→ **PASSAGE FOR REVIEW**

================

Mugwort is a hardy, tall European plant which has widely distributed itself all over the world, with the assistance of human helpers. Traditionally, it was used as a healing herb and to flavor some foods and beverages. Like many herbs, mugwort was believed at one time to have auspicious properties, and it was often planted along roadways since mugwort was supposed to provide good fortune to travelers. Later discovery of a toxin in mugwort suggests that it should probably only be consumed in small amounts.
Usually, mugwort refers to a specific plant, Artemisia vulgaris, which is known by a variety of other common names such as common wormwood, sailor's tobacco, felon herb, chrysanthemum weed, traveler's plant, and St. John's Plant. This last should not be confused with St. John's Wort, Hypericum perforatum, an entirely different plant. Some people also use “mugwort” generically to refer to any plant in the Artemisia genus, including actual wormwood, Artemisia absinthium.
The plant can grow up to 18 feet (6 meters) in height, and it has hairy angular stalks which are tinted with purple. The leaves are deeply segmented and often serrated, and the flowers are small, with a purple to red color. Mugwort can be found wild all over the world, and sometimes volunteers itself in cultivated gardens as well. Since it is highly tenacious, this can be disruptive, and gardeners who do not want mugwort in their gardens should be aggressive about eliminating it. The flowering period ranges from July to September.
Many herbalists used mugwort to treat a wide range of symptoms including digestive problems and menstrual irregularity. Folklore also held that mugwort placed under the pillow or burned in the bedroom would bring vivid, intense dreams. This may well be true, since thujone, the toxin in mugwort, is also found in wormwood, the primary ingredient in absinthe. The plant was also traditionally used to flavor beers and wines, and some cooks included it as a bitter ingredient in savory dishes.
When mugwort is harvested, it is typically cured by drying, so that it can be used in the winter. The plant can also be used to make a tincture, although concentrated mugwort is potentially more dangerous than the plain plant, as it focuses the toxin. The leaves, buds, and flowers are all used. Pregnant women and people with liver damage, however, should probably avoid consuming mugwort, because of the toxic properties of the plant.

================

→ **SUPPLIED DATA**
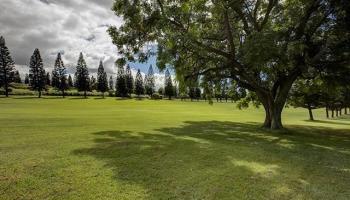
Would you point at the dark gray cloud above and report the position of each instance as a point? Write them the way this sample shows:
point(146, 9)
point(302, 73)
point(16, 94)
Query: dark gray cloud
point(66, 26)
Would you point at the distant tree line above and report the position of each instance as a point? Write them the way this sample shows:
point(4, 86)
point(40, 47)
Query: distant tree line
point(329, 88)
point(39, 80)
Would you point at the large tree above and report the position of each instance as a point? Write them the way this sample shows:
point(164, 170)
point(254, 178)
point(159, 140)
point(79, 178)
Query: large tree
point(264, 45)
point(102, 83)
point(82, 75)
point(149, 81)
point(7, 66)
point(59, 75)
point(129, 80)
point(37, 76)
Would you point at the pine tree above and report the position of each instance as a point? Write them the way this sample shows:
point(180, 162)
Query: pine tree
point(111, 83)
point(26, 79)
point(70, 81)
point(82, 75)
point(120, 83)
point(149, 81)
point(168, 86)
point(48, 79)
point(6, 66)
point(17, 77)
point(59, 75)
point(37, 77)
point(93, 84)
point(102, 84)
point(139, 89)
point(129, 81)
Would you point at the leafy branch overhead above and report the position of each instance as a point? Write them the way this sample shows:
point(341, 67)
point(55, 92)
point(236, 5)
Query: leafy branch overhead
point(264, 45)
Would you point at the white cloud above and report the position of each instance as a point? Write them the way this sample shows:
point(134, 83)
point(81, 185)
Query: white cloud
point(59, 26)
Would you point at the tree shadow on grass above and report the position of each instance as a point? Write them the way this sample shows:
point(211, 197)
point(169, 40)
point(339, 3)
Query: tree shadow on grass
point(335, 122)
point(26, 97)
point(227, 160)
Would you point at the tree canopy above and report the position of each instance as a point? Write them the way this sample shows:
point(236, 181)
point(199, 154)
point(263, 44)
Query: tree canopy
point(264, 45)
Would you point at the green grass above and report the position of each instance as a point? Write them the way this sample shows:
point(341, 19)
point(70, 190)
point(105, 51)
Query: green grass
point(128, 149)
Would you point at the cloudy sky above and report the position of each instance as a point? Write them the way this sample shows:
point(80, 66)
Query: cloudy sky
point(66, 26)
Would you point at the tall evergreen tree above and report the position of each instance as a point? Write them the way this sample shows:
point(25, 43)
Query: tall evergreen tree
point(7, 66)
point(111, 83)
point(93, 83)
point(102, 84)
point(149, 81)
point(26, 79)
point(139, 89)
point(121, 83)
point(17, 77)
point(59, 73)
point(70, 81)
point(129, 80)
point(82, 75)
point(48, 79)
point(168, 85)
point(37, 76)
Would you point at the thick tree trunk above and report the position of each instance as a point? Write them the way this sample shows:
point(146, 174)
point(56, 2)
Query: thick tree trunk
point(311, 116)
point(273, 111)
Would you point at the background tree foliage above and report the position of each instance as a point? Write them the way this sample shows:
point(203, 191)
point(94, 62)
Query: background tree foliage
point(264, 45)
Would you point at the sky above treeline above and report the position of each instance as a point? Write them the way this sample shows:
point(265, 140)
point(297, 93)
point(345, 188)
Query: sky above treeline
point(66, 26)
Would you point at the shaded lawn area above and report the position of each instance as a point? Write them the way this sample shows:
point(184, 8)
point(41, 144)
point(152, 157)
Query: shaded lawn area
point(167, 150)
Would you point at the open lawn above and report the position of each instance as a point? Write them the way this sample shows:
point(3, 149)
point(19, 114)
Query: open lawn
point(94, 148)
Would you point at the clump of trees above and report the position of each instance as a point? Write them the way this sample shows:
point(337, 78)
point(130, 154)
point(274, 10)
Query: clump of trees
point(37, 76)
point(82, 75)
point(149, 81)
point(59, 76)
point(102, 84)
point(265, 46)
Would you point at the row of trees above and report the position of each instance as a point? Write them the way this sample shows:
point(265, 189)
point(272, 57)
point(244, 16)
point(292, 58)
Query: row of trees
point(38, 79)
point(265, 46)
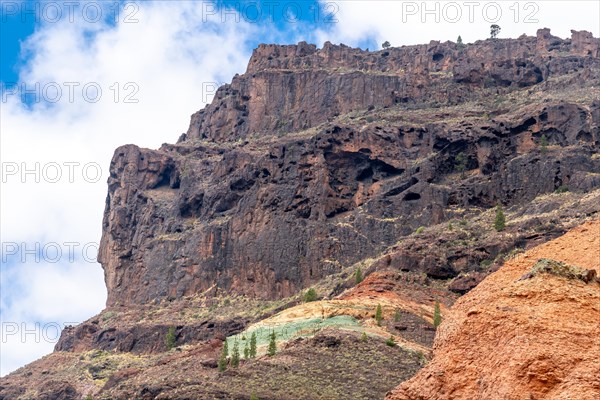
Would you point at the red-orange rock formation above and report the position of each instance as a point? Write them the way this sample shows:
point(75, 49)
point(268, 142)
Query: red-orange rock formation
point(517, 336)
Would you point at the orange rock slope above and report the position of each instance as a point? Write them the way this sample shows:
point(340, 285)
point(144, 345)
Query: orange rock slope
point(528, 339)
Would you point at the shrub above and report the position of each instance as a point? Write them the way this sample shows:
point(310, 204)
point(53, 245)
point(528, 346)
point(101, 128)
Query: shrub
point(252, 351)
point(170, 339)
point(391, 342)
point(437, 315)
point(310, 295)
point(272, 349)
point(358, 276)
point(378, 315)
point(500, 221)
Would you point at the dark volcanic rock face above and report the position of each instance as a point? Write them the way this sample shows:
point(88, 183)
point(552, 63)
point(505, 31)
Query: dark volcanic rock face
point(287, 88)
point(238, 206)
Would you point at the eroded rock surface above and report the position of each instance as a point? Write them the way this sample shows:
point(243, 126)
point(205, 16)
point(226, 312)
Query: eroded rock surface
point(240, 205)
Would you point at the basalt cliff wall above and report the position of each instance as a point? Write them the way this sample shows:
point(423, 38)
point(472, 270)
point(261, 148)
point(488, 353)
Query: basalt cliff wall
point(317, 158)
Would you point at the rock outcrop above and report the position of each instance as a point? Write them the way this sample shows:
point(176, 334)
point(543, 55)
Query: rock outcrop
point(515, 338)
point(240, 204)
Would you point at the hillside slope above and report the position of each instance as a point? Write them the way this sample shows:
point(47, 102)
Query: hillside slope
point(522, 335)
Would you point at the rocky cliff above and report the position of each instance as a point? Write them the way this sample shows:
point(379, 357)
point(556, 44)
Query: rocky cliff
point(317, 164)
point(528, 331)
point(315, 159)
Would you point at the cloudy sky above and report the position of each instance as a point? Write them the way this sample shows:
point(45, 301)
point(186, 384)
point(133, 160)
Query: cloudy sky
point(82, 78)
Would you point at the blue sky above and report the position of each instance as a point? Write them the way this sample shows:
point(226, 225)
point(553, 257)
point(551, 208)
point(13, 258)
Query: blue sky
point(162, 55)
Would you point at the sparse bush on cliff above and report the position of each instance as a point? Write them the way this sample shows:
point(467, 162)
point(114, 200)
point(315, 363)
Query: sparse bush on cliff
point(494, 31)
point(500, 221)
point(272, 349)
point(222, 364)
point(544, 144)
point(460, 164)
point(378, 315)
point(310, 295)
point(170, 339)
point(437, 315)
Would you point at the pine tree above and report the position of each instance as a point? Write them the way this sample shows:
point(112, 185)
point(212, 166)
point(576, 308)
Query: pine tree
point(252, 351)
point(437, 315)
point(170, 339)
point(397, 316)
point(391, 342)
point(235, 355)
point(223, 358)
point(378, 315)
point(500, 221)
point(226, 348)
point(358, 276)
point(272, 349)
point(310, 295)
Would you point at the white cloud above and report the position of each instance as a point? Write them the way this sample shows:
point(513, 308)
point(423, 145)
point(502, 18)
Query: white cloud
point(418, 22)
point(168, 55)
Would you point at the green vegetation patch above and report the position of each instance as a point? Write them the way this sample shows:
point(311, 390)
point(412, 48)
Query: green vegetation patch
point(292, 330)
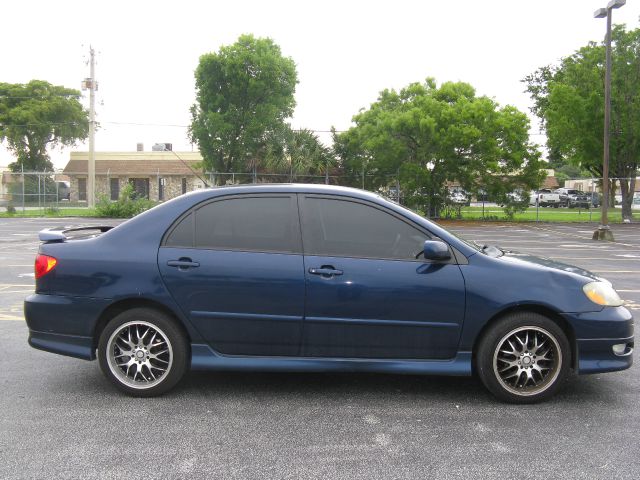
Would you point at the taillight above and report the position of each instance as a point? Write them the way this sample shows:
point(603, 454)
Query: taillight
point(44, 264)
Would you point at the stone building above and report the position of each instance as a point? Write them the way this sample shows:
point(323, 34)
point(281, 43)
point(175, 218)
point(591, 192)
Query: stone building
point(157, 176)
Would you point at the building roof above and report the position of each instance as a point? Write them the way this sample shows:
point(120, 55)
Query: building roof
point(135, 163)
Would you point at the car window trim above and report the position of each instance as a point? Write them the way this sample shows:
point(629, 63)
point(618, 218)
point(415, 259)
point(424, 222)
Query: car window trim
point(295, 233)
point(430, 235)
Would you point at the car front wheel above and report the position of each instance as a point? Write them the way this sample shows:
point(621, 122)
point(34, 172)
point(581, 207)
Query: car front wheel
point(143, 352)
point(524, 358)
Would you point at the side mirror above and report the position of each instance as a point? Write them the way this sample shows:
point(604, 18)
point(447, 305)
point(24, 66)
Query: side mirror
point(436, 250)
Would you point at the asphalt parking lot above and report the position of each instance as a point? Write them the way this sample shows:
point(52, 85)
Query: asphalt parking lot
point(59, 418)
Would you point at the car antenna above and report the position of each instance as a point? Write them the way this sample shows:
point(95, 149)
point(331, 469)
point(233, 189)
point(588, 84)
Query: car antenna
point(206, 184)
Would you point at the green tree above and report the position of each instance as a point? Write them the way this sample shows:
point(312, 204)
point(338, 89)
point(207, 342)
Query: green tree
point(569, 100)
point(244, 93)
point(302, 154)
point(36, 117)
point(434, 137)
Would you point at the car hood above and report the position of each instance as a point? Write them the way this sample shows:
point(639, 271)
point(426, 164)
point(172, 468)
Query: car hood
point(514, 256)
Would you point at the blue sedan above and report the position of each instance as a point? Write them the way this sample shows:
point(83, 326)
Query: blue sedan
point(316, 278)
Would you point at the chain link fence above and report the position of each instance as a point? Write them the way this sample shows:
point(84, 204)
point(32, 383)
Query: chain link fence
point(55, 191)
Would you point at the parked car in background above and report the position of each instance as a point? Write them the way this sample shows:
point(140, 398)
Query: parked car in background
point(573, 198)
point(544, 198)
point(315, 278)
point(594, 197)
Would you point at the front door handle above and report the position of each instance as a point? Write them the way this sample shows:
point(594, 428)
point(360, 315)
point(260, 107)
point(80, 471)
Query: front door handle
point(325, 271)
point(183, 263)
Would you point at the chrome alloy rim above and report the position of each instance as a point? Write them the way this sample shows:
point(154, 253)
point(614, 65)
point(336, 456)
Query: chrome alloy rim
point(527, 360)
point(139, 354)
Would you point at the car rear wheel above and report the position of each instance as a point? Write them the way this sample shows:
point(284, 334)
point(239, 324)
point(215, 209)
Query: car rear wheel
point(143, 352)
point(523, 358)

================

→ **EXERCISES**
**1.** According to the mugwort text, during which months does the plant flower?
**2.** Reproduce the section of the mugwort text between "Usually, mugwort refers" and "wormwood, Artemisia absinthium.", inclusive, word for word.

→ **OUTPUTS BY TASK**
**1.** From July to September.

**2.**
Usually, mugwort refers to a specific plant, Artemisia vulgaris, which is known by a variety of other common names such as common wormwood, sailor's tobacco, felon herb, chrysanthemum weed, traveler's plant, and St. John's Plant. This last should not be confused with St. John's Wort, Hypericum perforatum, an entirely different plant. Some people also use “mugwort” generically to refer to any plant in the Artemisia genus, including actual wormwood, Artemisia absinthium.